*** TEXTO DA PÁGINA ***

Os estudos analisados mostram que as principais fontes promotoras desta desigualdade são: i) o “racismo percebido”: que suporta o racismo estrutural, estando este presente em todas as esferas da sociedade acabando por afetar psicológica e fisiologicamente as minorias étnicas e raciais. Este “racismo constante” gera um grande stress e afeta negativamente a saúde mental, facilitando assim o desenvolvimento da depressão major; ii) as crenças individuais dos prestadores de cuidados; iii) a linguagem e capacidade de comunicação; iv) a competência cultural dos prestadores de cuidados, ou seja, a sua capacidade de compreender as diversas barreiras culturais existentes; e, por fim, v) o status socioeconómico dos doentes (caso seja mais elevado, pode atenuar a desigualdade experienciada no tratamento da depressão) (Hankerson et al., 2015; Kim, 2014; Lagomasino et al., 2011; McGregor et al., 2020; Shao et al., 2016).
O subdiagnóstico e a falta de tratamento que experimentam as minorias étnicas e raciais resultam das causas supracitadas. Se os diagnósticos fossem ser realizados mais precocemente, isto traduzir-se-ia numa melhoria dos tratamentos e consequentemente dos resultados em saúde, especificamente desta população.
Podemos, por isso, concluir que a desigualdade racial e étnica no tratamento da depressão é um problema complexo e exige a aplicação de diversas intervenções que vão para além do âmbito da prática clínica. As intervenções a nível governamental nos planos culturais, pessoais e socioeconómicos carecem de planeamento e execução pois o racismo é um problema estrutural “enraizado” nas diversas camadas da sociedade.
Os pontos fortes desta revisão scoping incluíram a abrangência da estratégia de pesquisa e os critérios rigorosos de inclusão, permitindo aplicar um processo rigoroso de extração e de síntese de dados. Contudo, esta revisão não é isenta de limitações. A principal limitação desta revisão traduz-se na inclusão de estudos referentes unicamente a um único país (Estados Unidos da América). Isso impõe uma dificuldade de generalização dos resultados, embora esse facto já se assumia como esperado, porque os Estados Unidos da América são dos países com maior diversidade racial e étnica. Ainda assim, podemos afirmar que os resultados encontrados manifestam uma preocupante realidade que carece de medidas corretivas e/ou preventivas.
Conclusão
Esta revisão scoping corroborou a existência de desigualdades raciais e étnicas no tratamento da depressão unanimemente em todos os estudos selecionados. Estas desigualdades têm repercussões diretas no subdiagnóstico e na falta de tratamento adequado dos doentes não-caucasianos. Por outro lado, a falta de tratamento adequado manifesta-se sob a forma de uma menor probabilidade de prescrição médica de antidepressivos e de aconselhamento para o tratamento da depressão.
As variáveis preditoras desta desigualdade são as crenças pessoais dos prestadores de cuidados, o status socioeconómico dos doentes, o racismo estrutural constante, a linguagem e capacidade de comunicação e, por fim, as competências culturais dos prestadores de cuidados. Nesse sentido, é urgente propor um conjunto de medidas e intervenções dirigidos para a prática clínica e sociedade em geral para combater este problema.
Também é essencial que estudos futuros analisem a desigualdade racial e étnica do tratamento da depressão em outros países e contextos comparando os seus resultados específicos com as variáveis preditoras de desigualdade até agora reportadas.

***

■ **REQUISITOS DAS TAREFAS**:
**1.** Diga se cada afirmação a seguir está de acordo com o texto sobre a desigualdade no tratamento da depressão, respondendo sim ou não e citando à letra as palavras do texto que o decidem. (a) Todos os estudos incluídos na revisão dizem respeito aos Estados Unidos da América. (b) Um status socioeconómico mais elevado dos doentes agrava a desigualdade no tratamento da depressão. (c) As intervenções necessárias ficam apenas no âmbito da prática clínica.
**2.** Transcreva do texto sobre a desigualdade no tratamento da depressão o trecho de "Podemos, por isso, concluir" a "camadas da sociedade.".

*** EXCERTO DOS REGISTOS ***

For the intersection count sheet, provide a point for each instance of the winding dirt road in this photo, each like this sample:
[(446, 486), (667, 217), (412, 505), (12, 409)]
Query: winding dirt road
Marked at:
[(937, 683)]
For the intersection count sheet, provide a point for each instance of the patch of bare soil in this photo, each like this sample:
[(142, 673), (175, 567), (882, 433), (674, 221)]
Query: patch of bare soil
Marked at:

***

■ **RESPOSTAS DO EXERCÍCIO**:
**1.**
(a) Sim: "a inclusão de estudos referentes unicamente a um único país (Estados Unidos da América)".
(b) Não: "caso seja mais elevado, pode atenuar a desigualdade experienciada no tratamento da depressão".
(c) Não: "exige a aplicação de diversas intervenções que vão para além do âmbito da prática clínica".

**2.**
Podemos, por isso, concluir que a desigualdade racial e étnica no tratamento da depressão é um problema complexo e exige a aplicação de diversas intervenções que vão para além do âmbito da prática clínica. As intervenções a nível governamental nos planos culturais, pessoais e socioeconómicos carecem de planeamento e execução pois o racismo é um problema estrutural “enraizado” nas diversas camadas da sociedade.